[Point placement records]
---------------

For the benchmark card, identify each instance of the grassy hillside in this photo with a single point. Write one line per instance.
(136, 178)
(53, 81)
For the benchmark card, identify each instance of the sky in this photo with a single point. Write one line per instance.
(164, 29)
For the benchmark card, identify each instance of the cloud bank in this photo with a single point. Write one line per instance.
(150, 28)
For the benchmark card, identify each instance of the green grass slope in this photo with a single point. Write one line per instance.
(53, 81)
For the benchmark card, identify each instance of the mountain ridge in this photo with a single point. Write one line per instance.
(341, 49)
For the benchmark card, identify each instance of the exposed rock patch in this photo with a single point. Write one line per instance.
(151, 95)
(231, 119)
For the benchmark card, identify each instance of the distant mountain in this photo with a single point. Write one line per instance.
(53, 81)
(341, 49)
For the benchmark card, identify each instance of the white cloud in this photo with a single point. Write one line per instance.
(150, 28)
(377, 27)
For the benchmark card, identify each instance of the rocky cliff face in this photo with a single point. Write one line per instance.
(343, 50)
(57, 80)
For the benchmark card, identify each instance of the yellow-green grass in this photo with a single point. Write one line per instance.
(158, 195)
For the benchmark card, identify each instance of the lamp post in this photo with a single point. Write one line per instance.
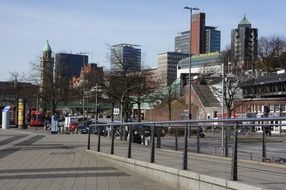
(222, 110)
(191, 9)
(185, 153)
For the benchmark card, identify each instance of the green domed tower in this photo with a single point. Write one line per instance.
(46, 67)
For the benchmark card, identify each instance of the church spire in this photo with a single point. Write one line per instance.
(47, 48)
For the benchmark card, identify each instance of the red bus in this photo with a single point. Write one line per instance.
(37, 119)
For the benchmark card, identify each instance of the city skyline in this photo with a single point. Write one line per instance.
(73, 26)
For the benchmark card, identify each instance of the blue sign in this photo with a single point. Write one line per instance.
(6, 109)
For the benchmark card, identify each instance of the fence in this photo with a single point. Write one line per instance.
(144, 132)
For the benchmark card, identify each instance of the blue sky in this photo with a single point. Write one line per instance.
(91, 25)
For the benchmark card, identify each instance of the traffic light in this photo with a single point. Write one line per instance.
(215, 114)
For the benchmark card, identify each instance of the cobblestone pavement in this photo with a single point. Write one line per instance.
(31, 160)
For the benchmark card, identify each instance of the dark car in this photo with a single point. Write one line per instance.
(95, 129)
(142, 131)
(82, 129)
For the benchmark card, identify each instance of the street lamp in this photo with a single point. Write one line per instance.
(185, 153)
(191, 9)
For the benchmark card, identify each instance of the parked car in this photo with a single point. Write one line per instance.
(142, 131)
(82, 129)
(73, 127)
(95, 129)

---------------

EXERCISE GOAL>
All records above are to be printed exactly, minus the pictures they contain.

COMPLETE ANSWER>
For the benchmark card, identify each instance of the grassy hillside in this photo with a single point. Write one line per instance.
(136, 178)
(53, 81)
For the benchmark card, identify each instance of the sky in this photo with a single point. Write one line per instance.
(164, 29)
For the benchmark card, identify each instance of the cloud bank in this photo with a single point. Write one line per instance.
(150, 28)
For the benchmark card, identify each instance of the green grass slope in this photo with a single point. Write one line per instance.
(53, 81)
For the benchmark card, identify each instance of the mountain ridge in this photo with a single point. Write one line per instance.
(341, 49)
For the benchmark card, identify each instance of the exposed rock patch in this photo with a single point. Write one line per instance.
(151, 95)
(231, 119)
For the benchmark card, identify each instance of the distant mountain in this photo with a single point. Write one line per instance.
(53, 81)
(341, 49)
For the benchmark card, identify each instance of the white cloud in this photo with a single point. Write one line per instance.
(150, 28)
(377, 27)
For the benchmark card, identify each instance of the rocky cliff face in this photo with a single point. Write one line per instance.
(343, 50)
(57, 80)
For the benchmark card, identify each instance of the yellow-green grass in this photo with a single point. Write one line per instance.
(158, 195)
For the benchmark card, identify each instance of the lamp post in this photo with a single point. Write one line per instance.
(222, 110)
(191, 9)
(185, 153)
For the benchmark card, identify each instance of the green domed tower in this photo with a single point. Write one line per instance.
(46, 67)
For the benchmark card, identify each instance of the church spire in this photo with a single point. Write one line per instance.
(47, 48)
For the benchmark card, identify each instance of the red bus in this photo with a single point. Write one line per instance.
(37, 119)
For the benchmark card, identify each instance of the city skyline in this photo with a single point. Write one line per instance.
(73, 26)
For the benchmark card, identify each instance of the blue sign in this photo with a single point. Write one line per instance.
(6, 109)
For the benchmark card, identify each instance of the fence in this photo with a single point. Write one line per instance.
(144, 132)
For the benchmark card, identify each instance of the blue sky in this photo with a single point. Write one line per instance.
(91, 25)
For the benchmark card, identify each instance of the traffic light in this photo with a single point. Write one line per instance.
(215, 114)
For the benchmark card, identify each instance of the cobblestone pavement in this photo with a single point. Write one line per instance.
(31, 160)
For the benchmark card, identify each instance of the dark car in this photo with a single point. Write one line per instance.
(95, 129)
(142, 131)
(82, 129)
For the benchmark card, identify each instance of the street lamp in this photo with a single point. Write one line per instance.
(185, 153)
(191, 9)
For the benchmark card, identify each instance of the parked car in this photo with a single point. Write one line per instance.
(142, 131)
(82, 129)
(73, 127)
(95, 129)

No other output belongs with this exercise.